GIVEN INSTRUCTION -> Copy out, word for word, every line below from the one containing "For the benchmark, mark every instance of the red currant" through the end of the lines, and include both of those end lines.

(Object position labeling entries)
········

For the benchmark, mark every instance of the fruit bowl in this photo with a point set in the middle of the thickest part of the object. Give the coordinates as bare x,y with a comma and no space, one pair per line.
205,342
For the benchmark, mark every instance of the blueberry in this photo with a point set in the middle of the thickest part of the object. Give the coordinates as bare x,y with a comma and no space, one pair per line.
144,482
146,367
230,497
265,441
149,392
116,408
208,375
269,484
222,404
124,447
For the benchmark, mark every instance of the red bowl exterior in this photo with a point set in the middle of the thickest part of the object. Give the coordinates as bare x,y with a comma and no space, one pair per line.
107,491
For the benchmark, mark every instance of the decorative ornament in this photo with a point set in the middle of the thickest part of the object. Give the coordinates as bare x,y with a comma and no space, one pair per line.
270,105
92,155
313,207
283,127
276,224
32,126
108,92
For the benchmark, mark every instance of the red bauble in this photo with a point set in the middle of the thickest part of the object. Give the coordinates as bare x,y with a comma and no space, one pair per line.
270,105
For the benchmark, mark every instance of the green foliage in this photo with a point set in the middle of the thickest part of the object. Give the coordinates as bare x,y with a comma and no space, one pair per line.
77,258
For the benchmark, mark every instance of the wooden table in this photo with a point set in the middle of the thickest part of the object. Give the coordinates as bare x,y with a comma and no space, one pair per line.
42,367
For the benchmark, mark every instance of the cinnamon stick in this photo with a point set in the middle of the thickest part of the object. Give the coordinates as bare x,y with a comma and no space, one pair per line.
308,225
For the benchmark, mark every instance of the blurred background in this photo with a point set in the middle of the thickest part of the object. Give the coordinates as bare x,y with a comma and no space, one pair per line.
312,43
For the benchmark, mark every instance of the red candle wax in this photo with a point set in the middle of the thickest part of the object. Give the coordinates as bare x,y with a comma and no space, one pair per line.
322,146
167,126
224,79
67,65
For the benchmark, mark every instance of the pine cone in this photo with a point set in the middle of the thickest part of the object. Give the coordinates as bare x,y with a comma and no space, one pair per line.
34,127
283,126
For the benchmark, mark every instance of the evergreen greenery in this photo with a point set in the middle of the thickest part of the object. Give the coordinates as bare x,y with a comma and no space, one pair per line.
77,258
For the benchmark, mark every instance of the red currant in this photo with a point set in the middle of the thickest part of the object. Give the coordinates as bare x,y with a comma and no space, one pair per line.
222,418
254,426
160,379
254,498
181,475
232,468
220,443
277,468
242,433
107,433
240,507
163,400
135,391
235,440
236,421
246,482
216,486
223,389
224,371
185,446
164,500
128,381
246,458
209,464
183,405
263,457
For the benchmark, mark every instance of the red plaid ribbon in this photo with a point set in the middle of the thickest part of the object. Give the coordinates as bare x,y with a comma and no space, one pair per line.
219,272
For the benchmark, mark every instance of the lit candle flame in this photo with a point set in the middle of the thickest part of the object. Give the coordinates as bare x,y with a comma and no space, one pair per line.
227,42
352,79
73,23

········

ANSWER TO THIS TASK ->
For the benchmark, mark every instance of the red currant in this photo with a point set in the middle of the thickest part of the object. Give the coordinates as bare x,y with a comma and no space, one pair per line.
222,418
254,426
160,379
254,498
181,475
232,468
220,443
277,468
242,433
107,433
240,507
163,400
135,391
235,440
236,421
246,482
216,486
223,389
224,371
185,446
164,500
128,381
246,458
209,464
183,405
263,457
For the benchmark, mark every instance of the red plaid ribbon in this photo with a point set in the middle of the thickest part of the object. Give the coordinates as bare x,y with a comma and no space, one pair per line.
219,272
For the benchmark, mark every instance of the lit candle flame in this photo with a point set in the middle of the thickest part of the object. Give the coordinates as bare x,y with a comma and no space, one pair per line.
227,42
352,79
73,23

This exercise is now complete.